* [TASK BRIEF]: Lay out the entries from their start through the line containing "[256,136,286,154]" as a Markdown table with the columns Row and Line. Number each row, skip blank lines, and leave the pictures out.

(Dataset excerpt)

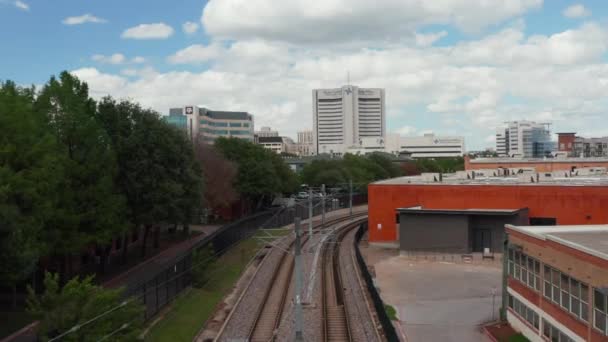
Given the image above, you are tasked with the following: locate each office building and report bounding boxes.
[557,133,608,158]
[295,130,314,156]
[503,225,608,342]
[165,106,253,144]
[464,155,608,172]
[399,133,465,159]
[496,121,555,158]
[312,85,386,155]
[254,126,279,137]
[256,136,286,154]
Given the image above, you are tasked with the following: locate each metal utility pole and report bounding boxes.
[348,179,353,216]
[308,189,313,239]
[321,184,325,229]
[294,217,304,341]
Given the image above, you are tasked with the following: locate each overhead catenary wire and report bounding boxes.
[48,204,334,342]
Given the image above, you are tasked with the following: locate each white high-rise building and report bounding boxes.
[496,121,555,158]
[254,126,279,137]
[400,133,465,158]
[312,85,386,155]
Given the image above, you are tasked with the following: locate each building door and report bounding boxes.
[473,228,492,253]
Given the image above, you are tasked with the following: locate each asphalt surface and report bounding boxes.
[375,256,501,342]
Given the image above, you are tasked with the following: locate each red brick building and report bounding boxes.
[503,225,608,341]
[368,176,608,244]
[464,156,608,172]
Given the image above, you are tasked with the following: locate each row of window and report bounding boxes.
[509,295,540,330]
[200,119,249,127]
[509,295,574,342]
[544,265,589,322]
[508,248,541,292]
[543,318,574,342]
[593,289,608,335]
[508,248,592,331]
[202,128,251,135]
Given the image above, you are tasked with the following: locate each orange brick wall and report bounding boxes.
[368,184,608,242]
[464,156,608,172]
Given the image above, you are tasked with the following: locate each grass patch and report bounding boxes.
[384,304,399,321]
[507,334,530,342]
[0,311,34,339]
[146,238,260,342]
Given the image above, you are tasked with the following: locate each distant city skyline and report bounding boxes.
[0,0,608,149]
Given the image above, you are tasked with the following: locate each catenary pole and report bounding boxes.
[294,217,304,341]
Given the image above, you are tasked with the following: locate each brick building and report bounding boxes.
[503,225,608,341]
[368,169,608,246]
[464,156,608,172]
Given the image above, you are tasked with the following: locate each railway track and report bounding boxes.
[248,213,366,342]
[321,220,363,342]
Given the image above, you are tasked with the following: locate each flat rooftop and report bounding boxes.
[507,224,608,260]
[469,157,608,164]
[371,174,608,186]
[397,206,526,216]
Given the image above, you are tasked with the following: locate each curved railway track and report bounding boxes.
[321,220,363,342]
[248,213,367,342]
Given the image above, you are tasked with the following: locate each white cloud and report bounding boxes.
[120,68,138,76]
[415,31,448,46]
[182,21,198,34]
[396,126,417,136]
[61,13,108,25]
[91,53,146,65]
[15,0,30,11]
[562,4,591,18]
[121,23,174,39]
[168,44,223,64]
[91,53,127,64]
[76,23,608,149]
[201,0,543,43]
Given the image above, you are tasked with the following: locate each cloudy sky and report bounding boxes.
[0,0,608,149]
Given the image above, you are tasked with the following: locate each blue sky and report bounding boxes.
[0,0,608,149]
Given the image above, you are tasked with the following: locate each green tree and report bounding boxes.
[215,138,298,208]
[301,153,402,192]
[97,97,202,259]
[35,72,127,275]
[0,82,62,305]
[27,273,144,341]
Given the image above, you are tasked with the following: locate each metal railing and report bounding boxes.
[354,223,399,342]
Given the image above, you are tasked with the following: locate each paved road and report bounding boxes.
[375,256,501,342]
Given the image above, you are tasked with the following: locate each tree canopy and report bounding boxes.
[28,273,144,341]
[215,138,298,206]
[301,153,401,192]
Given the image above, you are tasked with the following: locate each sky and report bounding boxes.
[0,0,608,150]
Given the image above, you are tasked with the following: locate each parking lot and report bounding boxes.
[367,248,501,342]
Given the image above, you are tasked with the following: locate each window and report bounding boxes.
[593,289,608,335]
[508,248,541,291]
[230,130,249,135]
[509,295,539,330]
[543,318,574,342]
[544,265,589,322]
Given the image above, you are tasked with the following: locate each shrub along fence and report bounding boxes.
[124,192,367,319]
[355,223,399,341]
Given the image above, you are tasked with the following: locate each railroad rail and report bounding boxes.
[321,220,363,342]
[249,213,366,342]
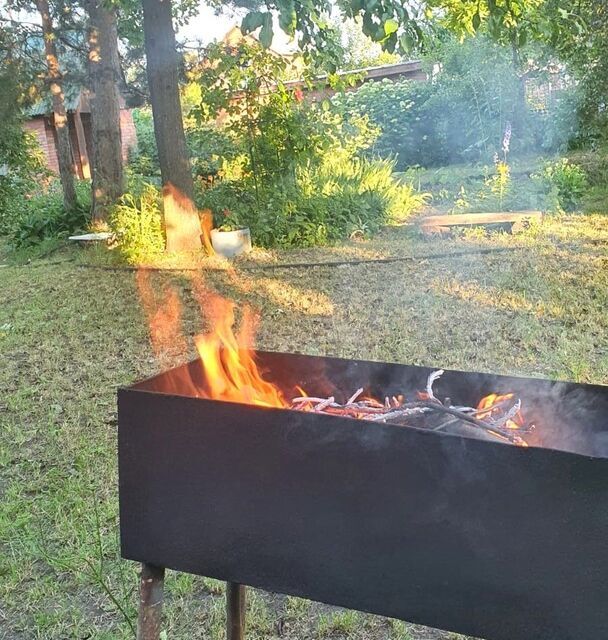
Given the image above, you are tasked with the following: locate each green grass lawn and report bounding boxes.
[0,215,608,640]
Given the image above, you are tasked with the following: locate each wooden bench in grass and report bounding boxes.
[418,211,543,234]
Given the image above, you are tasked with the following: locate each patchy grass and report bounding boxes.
[405,156,553,213]
[0,215,608,640]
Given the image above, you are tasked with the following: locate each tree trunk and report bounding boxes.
[142,0,202,251]
[86,0,124,222]
[36,0,77,211]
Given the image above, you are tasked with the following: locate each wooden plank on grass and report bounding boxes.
[419,211,543,227]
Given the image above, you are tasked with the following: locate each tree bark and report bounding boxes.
[142,0,202,251]
[86,0,124,222]
[36,0,77,211]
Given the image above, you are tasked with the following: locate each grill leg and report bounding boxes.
[226,582,245,640]
[137,563,165,640]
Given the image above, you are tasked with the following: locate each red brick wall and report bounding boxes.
[25,116,59,173]
[120,109,137,162]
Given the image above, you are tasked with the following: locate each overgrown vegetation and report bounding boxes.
[110,184,165,264]
[0,215,608,640]
[4,180,91,249]
[190,44,425,246]
[333,35,576,169]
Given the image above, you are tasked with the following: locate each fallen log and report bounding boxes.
[418,211,543,234]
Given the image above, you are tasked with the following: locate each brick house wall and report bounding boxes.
[24,109,137,178]
[120,109,137,162]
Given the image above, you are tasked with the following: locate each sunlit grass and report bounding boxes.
[0,215,608,640]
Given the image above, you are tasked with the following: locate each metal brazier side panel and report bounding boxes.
[119,389,608,640]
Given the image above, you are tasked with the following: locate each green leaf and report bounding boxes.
[259,13,274,49]
[384,18,399,36]
[279,3,296,36]
[241,11,268,35]
[399,33,415,53]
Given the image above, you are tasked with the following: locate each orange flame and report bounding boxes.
[194,294,289,407]
[477,393,525,429]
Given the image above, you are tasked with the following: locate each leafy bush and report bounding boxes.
[202,155,428,246]
[129,108,160,176]
[9,182,91,248]
[110,184,165,264]
[538,158,589,211]
[192,39,425,246]
[0,129,50,236]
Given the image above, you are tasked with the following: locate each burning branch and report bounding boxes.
[291,370,529,446]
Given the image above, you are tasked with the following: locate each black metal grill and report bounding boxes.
[119,352,608,640]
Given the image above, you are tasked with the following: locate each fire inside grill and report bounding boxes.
[195,297,534,446]
[123,278,608,640]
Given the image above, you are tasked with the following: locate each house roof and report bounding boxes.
[284,60,422,87]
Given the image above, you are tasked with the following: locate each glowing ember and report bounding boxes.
[138,274,530,446]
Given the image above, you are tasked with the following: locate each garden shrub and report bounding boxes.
[0,128,50,236]
[536,158,589,211]
[9,181,91,248]
[332,36,576,169]
[109,184,165,264]
[194,44,425,246]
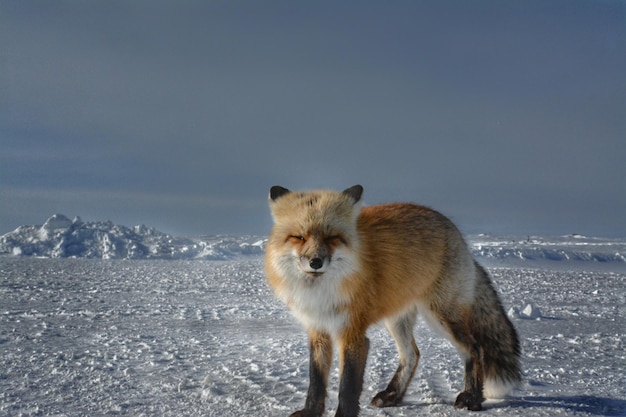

* [SOLUTION FOR THIS PROBLEM]:
| Row | Line |
|---|---|
| 1 | Given the image above, you are tasked with the following: locate each office building and report bounding boxes. |
| 2 | [557,133,608,158] |
| 3 | [295,130,314,156] |
| 4 | [503,225,608,342] |
| 5 | [165,106,253,144] |
| 6 | [464,155,608,172] |
| 7 | [399,133,465,159] |
| 8 | [496,121,555,158] |
| 9 | [312,85,386,155] |
| 10 | [254,126,279,137] |
| 11 | [256,136,286,154] |